### Extrait fourni

Lui part et Sacha reste. Se rapproche de la cellule familiale, de Marie et Agustin. Replonge dans son projet d’écriture dont le point de départ est « la fameuse ellipse du dernier chapitre de l’Education sentimentale. "Il voyagea. Il connut la mélancolie des paquebots, les froids réveils sous la tente, l’étourdissement des paysages et des ruines, l’amertume des sympathies interrompues. Il revint"… toute une vie humaine réduite par l’accélération désinvolte de Flaubert à cela : un départ, un retour. » Lui, Sacha, décide « à rebours de Flaubert… de retenir le temps. » Son projet commence à frémir. A s’étendre. Il se satisfait d’une période d’attente par « ralentissement, par saturation, dilatation, restitution de chaque instant, de détails, d’images, de sensations, de réminiscences, d’associations. » Un jeu de séduction se déploie en parallèle. Des rapprochements entre lui et Marie, ou avec Jeanne rencontrée à V. S’ensuit l’assouvissement sexuel qui recrée le vide. Le manque. Et la créativité qui attend que le désir se manifeste. Le désir a ses cycles, et Sacha les laisse s’animer avec l’intensité qui leur incombe.

### Segment de données
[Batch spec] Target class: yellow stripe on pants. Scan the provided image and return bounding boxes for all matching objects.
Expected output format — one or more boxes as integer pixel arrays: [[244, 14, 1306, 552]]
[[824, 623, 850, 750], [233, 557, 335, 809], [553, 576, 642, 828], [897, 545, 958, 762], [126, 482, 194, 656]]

### Consigne
Recopiez mot pour mot l'intégralité de l'extrait fourni.

### Réponse
Lui part et Sacha reste. Se rapproche de la cellule familiale, de Marie et Agustin. Replonge dans son projet d’écriture dont le point de départ est « la fameuse ellipse du dernier chapitre de l’Education sentimentale. "Il voyagea. Il connut la mélancolie des paquebots, les froids réveils sous la tente, l’étourdissement des paysages et des ruines, l’amertume des sympathies interrompues. Il revint"… toute une vie humaine réduite par l’accélération désinvolte de Flaubert à cela : un départ, un retour. » Lui, Sacha, décide « à rebours de Flaubert… de retenir le temps. » Son projet commence à frémir. A s’étendre. Il se satisfait d’une période d’attente par « ralentissement, par saturation, dilatation, restitution de chaque instant, de détails, d’images, de sensations, de réminiscences, d’associations. » Un jeu de séduction se déploie en parallèle. Des rapprochements entre lui et Marie, ou avec Jeanne rencontrée à V. S’ensuit l’assouvissement sexuel qui recrée le vide. Le manque. Et la créativité qui attend que le désir se manifeste. Le désir a ses cycles, et Sacha les laisse s’animer avec l’intensité qui leur incombe.